> **Object position labeling records**:
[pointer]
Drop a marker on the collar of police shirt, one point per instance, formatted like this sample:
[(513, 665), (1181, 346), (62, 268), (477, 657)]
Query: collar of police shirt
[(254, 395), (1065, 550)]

> **Set problem**: Put each line of the records above into a two-column Markdown table with the headers Row and Line. Number the rows in order and omit blank lines.

> **Result of the task**:
| Row | Line |
|---|---|
| 1 | [pointer] |
| 2 | Drop a marker on the collar of police shirt, one point per instance, formatted like this sample: |
| 3 | [(513, 665), (1181, 346), (62, 268), (477, 657)] |
| 4 | Query: collar of police shirt |
| 5 | [(254, 395), (1065, 550)] |